**WHAT NEEDS TO BE DONE**
Copy each entry below without any change.

**ENTRIES PROVIDED**
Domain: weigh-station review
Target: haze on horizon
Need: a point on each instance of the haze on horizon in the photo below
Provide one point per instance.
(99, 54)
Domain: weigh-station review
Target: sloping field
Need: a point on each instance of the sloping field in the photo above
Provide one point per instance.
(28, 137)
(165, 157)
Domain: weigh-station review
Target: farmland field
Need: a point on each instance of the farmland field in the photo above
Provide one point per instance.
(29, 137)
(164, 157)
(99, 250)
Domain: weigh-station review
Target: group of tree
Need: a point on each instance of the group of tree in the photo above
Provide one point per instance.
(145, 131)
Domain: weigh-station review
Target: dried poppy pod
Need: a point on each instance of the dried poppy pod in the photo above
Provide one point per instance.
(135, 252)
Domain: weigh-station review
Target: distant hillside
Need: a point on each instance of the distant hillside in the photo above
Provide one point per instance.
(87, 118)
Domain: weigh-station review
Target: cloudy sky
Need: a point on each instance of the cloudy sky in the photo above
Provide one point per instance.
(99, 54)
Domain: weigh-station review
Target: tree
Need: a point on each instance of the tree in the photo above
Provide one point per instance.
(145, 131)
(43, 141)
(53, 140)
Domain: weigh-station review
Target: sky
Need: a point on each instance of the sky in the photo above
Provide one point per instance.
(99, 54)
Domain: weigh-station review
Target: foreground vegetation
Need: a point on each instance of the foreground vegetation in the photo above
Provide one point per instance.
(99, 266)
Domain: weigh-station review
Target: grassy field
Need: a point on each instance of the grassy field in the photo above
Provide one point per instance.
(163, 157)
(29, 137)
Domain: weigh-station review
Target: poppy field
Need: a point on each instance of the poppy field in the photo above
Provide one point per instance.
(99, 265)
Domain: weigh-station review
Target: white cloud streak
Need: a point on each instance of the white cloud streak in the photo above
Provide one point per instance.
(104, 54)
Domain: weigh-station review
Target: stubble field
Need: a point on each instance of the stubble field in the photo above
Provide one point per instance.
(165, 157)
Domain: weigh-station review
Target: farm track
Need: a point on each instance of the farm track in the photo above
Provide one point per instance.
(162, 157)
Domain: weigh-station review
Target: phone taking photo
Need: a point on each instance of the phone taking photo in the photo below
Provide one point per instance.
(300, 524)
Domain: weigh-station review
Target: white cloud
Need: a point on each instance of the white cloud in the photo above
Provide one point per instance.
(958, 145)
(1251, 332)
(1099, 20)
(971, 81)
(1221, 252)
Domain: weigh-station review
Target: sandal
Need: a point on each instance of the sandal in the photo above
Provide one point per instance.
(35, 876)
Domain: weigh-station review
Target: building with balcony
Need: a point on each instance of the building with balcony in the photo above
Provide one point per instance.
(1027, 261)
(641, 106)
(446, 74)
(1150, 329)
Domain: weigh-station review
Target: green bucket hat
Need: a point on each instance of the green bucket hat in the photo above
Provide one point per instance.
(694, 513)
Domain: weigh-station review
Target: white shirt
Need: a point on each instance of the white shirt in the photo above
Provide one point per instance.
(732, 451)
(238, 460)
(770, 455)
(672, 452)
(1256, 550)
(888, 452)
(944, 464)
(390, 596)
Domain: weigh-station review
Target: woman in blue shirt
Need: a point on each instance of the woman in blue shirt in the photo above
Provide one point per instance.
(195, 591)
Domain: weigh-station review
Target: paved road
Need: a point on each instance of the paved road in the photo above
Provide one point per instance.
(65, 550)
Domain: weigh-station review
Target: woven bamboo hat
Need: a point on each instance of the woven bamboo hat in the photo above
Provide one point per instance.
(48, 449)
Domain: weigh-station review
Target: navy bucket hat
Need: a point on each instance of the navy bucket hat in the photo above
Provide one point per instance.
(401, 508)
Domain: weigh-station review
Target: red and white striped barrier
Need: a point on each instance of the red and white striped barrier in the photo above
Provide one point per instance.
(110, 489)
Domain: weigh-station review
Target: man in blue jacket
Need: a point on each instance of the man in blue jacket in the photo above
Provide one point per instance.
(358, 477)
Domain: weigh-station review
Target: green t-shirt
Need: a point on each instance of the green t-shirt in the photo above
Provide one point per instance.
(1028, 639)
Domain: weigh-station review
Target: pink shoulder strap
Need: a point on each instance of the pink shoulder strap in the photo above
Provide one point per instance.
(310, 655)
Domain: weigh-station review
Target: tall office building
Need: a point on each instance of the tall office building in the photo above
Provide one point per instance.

**RESPONSE**
Domain: weigh-station review
Target: haze on horizon
Need: a point on each instance of the haze on horizon in the photo below
Provide one point per instance.
(99, 54)
Domain: weigh-station review
Target: sloping field
Need: a point on each instance of the sloping field in the photo above
Provide one point per instance.
(28, 137)
(165, 157)
Domain: weigh-station review
Target: farmland field
Need: a point on each instance of the farmland field in the photo above
Provide one point per instance.
(29, 137)
(164, 157)
(99, 250)
Domain: weigh-station review
Target: group of tree
Need: a point on each instance of the group of tree in the photo above
Provide one point per instance.
(145, 131)
Domain: weigh-station review
Target: dried poppy pod
Need: a point on each instance of the dried poppy pod in the photo above
Provide one point per instance.
(135, 252)
Domain: weigh-station review
Target: distant hillside
Need: a point on each instance of the distant hillside in the photo above
Provide one point per instance.
(87, 118)
Domain: weigh-station review
Target: cloudy sky
Need: a point on each instance of the cloudy sky in the photo above
Provide one point per instance.
(99, 54)
Domain: weigh-station review
Target: tree
Need: a point on each instance of the tree in the photo above
Provide one point per instance.
(145, 131)
(43, 141)
(53, 140)
Domain: weigh-station review
Target: sky
Need: a point on each instance of the sky in the photo above
Provide one point per instance.
(99, 54)
Domain: weigh-station review
Target: foreground vegetation
Need: a point on each instance of the foreground vegetation in the photo above
Provide one point per instance.
(99, 266)
Domain: weigh-station review
Target: grassy field
Need: a point on each instance of the grassy field in the photo above
Provide one point per instance.
(163, 157)
(29, 137)
Domain: weigh-station review
Target: poppy field
Need: a point on each instance of the poppy field in the photo above
Provide one point per instance.
(99, 265)
Domain: weigh-station review
Target: white cloud streak
Need: a point on each instance of the white cloud streak in the photo above
Provide one point per instance.
(104, 54)
Domain: weigh-station review
Target: stubble field
Need: a point on each instance of the stubble field in the photo above
Provide one point per instance.
(165, 157)
Domain: weigh-station review
Target: farm track
Need: a point on each instance of the farm track in the photo above
Provide one point per instance.
(162, 157)
Domain: weigh-station review
Target: phone taking photo
Need: a point on each instance of the phone taking photo in the photo below
Provide one point per instance.
(300, 524)
Domain: weigh-station review
Target: white cloud
Need: a point on each instance of the white cloud in the photo above
Provide one point per instance.
(958, 145)
(1251, 332)
(1099, 20)
(971, 81)
(1221, 252)
Domain: weigh-station review
Target: sandal
Need: a point on each instance of the sandal in the photo above
Provide one point per instance.
(35, 876)
Domain: weigh-station review
Target: building with balcony
Need: a point on each instance of the building with balcony in the photo above
Provide one point per instance.
(1027, 261)
(641, 106)
(446, 74)
(1150, 329)
Domain: weigh-station review
Target: green bucket hat
Need: a point on each instance of the green bucket hat in the photo above
Provide one point per instance.
(694, 513)
Domain: weigh-station review
Target: white shirt
Need: a point on each instance of the white shirt in the photo above
Provide one point per instance.
(732, 451)
(238, 460)
(770, 455)
(672, 452)
(1256, 550)
(888, 452)
(944, 464)
(390, 596)
Domain: weigh-station review
Target: woman in blue shirt
Need: a point on each instance of the woman in blue shirt in the photo above
Provide one point per instance.
(195, 591)
Domain: weigh-station review
Target: paved road
Need: a point on each instance of the paved road in the photo above
Provide one point per instance.
(65, 550)
Domain: weigh-station review
Target: woven bamboo hat
Need: a point on each instance of the woven bamboo hat in the photo above
Provide one point per instance.
(48, 449)
Domain: weigh-station review
Target: navy bucket hat
Need: a point on each instance of the navy bucket hat in the photo above
Provide one point per instance.
(401, 508)
Domain: weigh-station review
Target: red and white striped barrier
Need: a point on each instance of the red and white striped barrier in the photo above
Provide one point per instance.
(110, 489)
Domain: weigh-station review
Target: man in blue jacket
Need: a point on each instance of the man in blue jacket in the photo above
Provide one point per instance.
(358, 477)
Domain: weigh-station review
Target: green t-shirt
Need: a point on each instance of the green t-shirt in the photo above
Provide one point per instance.
(1028, 639)
Domain: weigh-station review
Target: pink shoulder strap
Need: a point on each instance of the pink shoulder strap in the photo above
Provide one point per instance.
(310, 655)
Domain: weigh-station review
Target: tall office building
Need: a point on each instance of the tall office building in the photo above
Provide one point per instance.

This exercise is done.